* Problem:
In the forum post about R-squared, how many observations does the R code simulate?

* Source passage:
/---
In regression, I thought if you added a predictor unrelated to the criterion, R2 would stay the same. However R2 increases non-trivially in the example below, even though the correlation between response and predictor3 is virtually 0. What's going on?
More generally, can someone tell me what happens to R2 and betas under these conditions:
Add predictor unrelated to y or any other predictors (assume that R2 and betas remain unchanged?)
Add predictor unrelated to y but related to other predictors (apparently R2 goes up and the predictors remain unchanged?)
R code:
R = matrix(cbind(1,.80,.2,0,
.80,1,.7,.3,
.2,.7,1, .3,
0,.3,.3,1),nrow=4)
U = t(chol(R))
nvars = dim(U)[1]
numobs = 100000
set.seed(1)
random.normal = matrix(rnorm(nvars*numobs,0,1), nrow=nvars, ncol=numobs);
X = U %*% random.normal
newX = t(X)
raw = as.data.frame(newX)
names(raw) = c("response","predictor1","predictor2","predictor3")
cor(raw)
lm1<-lm(response ~ predictor1 + predictor2, data=raw)
lm2<-lm(response ~ predictor1 + predictor2 + predictor3, data=raw)
summary(lm1)
summary(lm2)
\---
* Source excerpt:
/---
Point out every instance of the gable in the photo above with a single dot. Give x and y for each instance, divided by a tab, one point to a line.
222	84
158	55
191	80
\---
* Full solution:
100,000 observations.